- What is needed
Return the listing below word for word.

- Input data

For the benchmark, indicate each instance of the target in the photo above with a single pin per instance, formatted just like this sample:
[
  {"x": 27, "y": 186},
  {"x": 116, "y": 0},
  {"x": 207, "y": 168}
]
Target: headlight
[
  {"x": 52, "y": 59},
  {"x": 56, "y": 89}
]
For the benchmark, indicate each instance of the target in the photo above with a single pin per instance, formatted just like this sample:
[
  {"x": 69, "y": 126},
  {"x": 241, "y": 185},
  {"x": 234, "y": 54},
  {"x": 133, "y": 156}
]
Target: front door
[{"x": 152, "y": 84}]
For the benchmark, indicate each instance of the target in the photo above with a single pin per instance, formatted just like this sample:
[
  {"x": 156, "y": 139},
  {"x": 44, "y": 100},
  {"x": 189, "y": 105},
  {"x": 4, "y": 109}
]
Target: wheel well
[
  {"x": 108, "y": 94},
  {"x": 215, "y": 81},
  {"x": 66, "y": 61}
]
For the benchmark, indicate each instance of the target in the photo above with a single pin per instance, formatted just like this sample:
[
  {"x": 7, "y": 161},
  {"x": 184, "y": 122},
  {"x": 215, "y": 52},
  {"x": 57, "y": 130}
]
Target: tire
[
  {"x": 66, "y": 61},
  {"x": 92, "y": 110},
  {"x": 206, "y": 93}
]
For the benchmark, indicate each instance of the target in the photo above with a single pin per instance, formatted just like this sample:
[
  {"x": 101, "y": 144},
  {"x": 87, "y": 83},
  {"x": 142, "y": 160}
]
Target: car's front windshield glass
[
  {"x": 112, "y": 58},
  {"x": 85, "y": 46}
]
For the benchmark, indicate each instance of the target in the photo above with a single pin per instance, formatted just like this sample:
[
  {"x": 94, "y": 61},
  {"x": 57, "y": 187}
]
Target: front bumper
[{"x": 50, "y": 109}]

- Task result
For the benchmark, indicate each instance of the target in the photo above with a single pin per instance, formatted just like this sample:
[
  {"x": 27, "y": 186},
  {"x": 116, "y": 0},
  {"x": 207, "y": 168}
]
Target: headlight
[
  {"x": 52, "y": 59},
  {"x": 56, "y": 89}
]
For the benchmark, indicate each instance of the target in the photo above with a single pin per instance, formatted just like this sample:
[
  {"x": 69, "y": 126},
  {"x": 241, "y": 185},
  {"x": 234, "y": 54},
  {"x": 133, "y": 156}
]
Target: front door
[{"x": 152, "y": 84}]
For the benchmark, indicate each instance of the target in the photo above with a single pin per instance, formatted just like this sample:
[
  {"x": 156, "y": 139},
  {"x": 44, "y": 100},
  {"x": 189, "y": 105},
  {"x": 4, "y": 109}
]
Target: wheel well
[
  {"x": 108, "y": 94},
  {"x": 215, "y": 81},
  {"x": 66, "y": 61}
]
For the benchmark, indicate each instance of the target in the photo above with a single pin per instance, formatted just like this sample:
[
  {"x": 7, "y": 161},
  {"x": 184, "y": 122},
  {"x": 215, "y": 52},
  {"x": 57, "y": 130}
]
Target: tire
[
  {"x": 66, "y": 61},
  {"x": 92, "y": 110},
  {"x": 206, "y": 93}
]
For the benchmark, indicate each instance of the target in the photo above with a single pin per instance, formatted just like this sample:
[
  {"x": 101, "y": 144},
  {"x": 87, "y": 83},
  {"x": 142, "y": 160}
]
Target: car's front windshield glass
[
  {"x": 112, "y": 58},
  {"x": 85, "y": 46}
]
For the benchmark, indicate each instance of the target in the photo above with a single pin per instance, formatted just like this sample:
[
  {"x": 94, "y": 61},
  {"x": 57, "y": 187}
]
Target: front bumper
[{"x": 50, "y": 109}]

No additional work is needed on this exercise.